| Your instructions |
Print the records below verbatim, line for line, with no changes.

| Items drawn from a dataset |

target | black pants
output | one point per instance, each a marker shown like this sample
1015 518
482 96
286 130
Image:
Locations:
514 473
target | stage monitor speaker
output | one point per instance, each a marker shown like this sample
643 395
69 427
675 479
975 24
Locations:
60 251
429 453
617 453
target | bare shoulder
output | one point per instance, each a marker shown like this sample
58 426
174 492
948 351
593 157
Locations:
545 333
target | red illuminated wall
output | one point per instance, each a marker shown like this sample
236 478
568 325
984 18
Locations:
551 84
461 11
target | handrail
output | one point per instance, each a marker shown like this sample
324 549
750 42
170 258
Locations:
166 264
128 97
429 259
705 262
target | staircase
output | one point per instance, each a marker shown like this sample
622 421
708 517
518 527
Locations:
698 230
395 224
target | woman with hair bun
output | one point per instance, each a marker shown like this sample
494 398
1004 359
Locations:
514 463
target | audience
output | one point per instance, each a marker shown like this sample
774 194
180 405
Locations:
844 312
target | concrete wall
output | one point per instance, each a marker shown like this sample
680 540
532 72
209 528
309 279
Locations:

| Solution below |
target | black pants
output | one point per instance, each a marker shown like this sample
1015 518
482 96
286 130
Image:
Locations:
514 473
target | stage monitor speaker
output | one point per instance, each a marker shown like this sample
643 395
69 427
675 479
975 24
Locations:
60 251
429 453
617 453
target | bare shoulder
output | one point per instance, each a marker shown like this sample
58 426
174 492
948 351
593 157
Locations:
545 333
target | red illuminated wall
output | one point per instance, each a marker shown like this sample
236 478
568 325
984 18
Locations:
551 84
461 11
target | handrail
output | one point per instance, each a marker shown like this sample
324 549
750 42
170 258
Locations:
166 264
128 97
429 259
705 262
target | staircase
output | one point per instance, each a marker shown like this sample
622 421
708 517
518 527
Locations:
698 230
395 224
target | woman with hair bun
output | one point per instance, each a marker shown like this sample
494 398
1004 359
Locations:
514 463
target | audience
output | one point per instance, each a marker shown like this sample
774 194
180 405
Locations:
844 312
target | concrete wall
output | one point per instance, each a marker shown like this sample
680 540
532 72
209 528
309 279
Locations:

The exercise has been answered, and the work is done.